━━━ Provided records
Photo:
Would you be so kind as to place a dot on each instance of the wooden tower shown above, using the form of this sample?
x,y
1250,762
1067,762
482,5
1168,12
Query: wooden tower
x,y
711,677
━━━━━━
§ Description of the task
Rewrite the material above, changing each "wooden tower" to "lookout tower" and leaving everything else as it is.

§ Finished answer
Photo:
Would you be so kind as to place a dot on each instance of the lookout tower shown above, using the form of this sample?
x,y
1250,762
1067,762
482,5
1168,12
Query: lookout tower
x,y
711,677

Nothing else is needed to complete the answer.